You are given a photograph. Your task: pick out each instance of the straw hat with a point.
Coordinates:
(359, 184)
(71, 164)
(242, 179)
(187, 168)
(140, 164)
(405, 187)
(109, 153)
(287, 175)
----------
PROBLEM STATEMENT: Everything in the material above needs to be transcribed exactly.

ANSWER AREA:
You are given a photograph. Your task: pick out each instance of the straw hat with a point.
Coordinates:
(359, 184)
(71, 164)
(242, 179)
(187, 168)
(140, 164)
(405, 187)
(109, 153)
(287, 175)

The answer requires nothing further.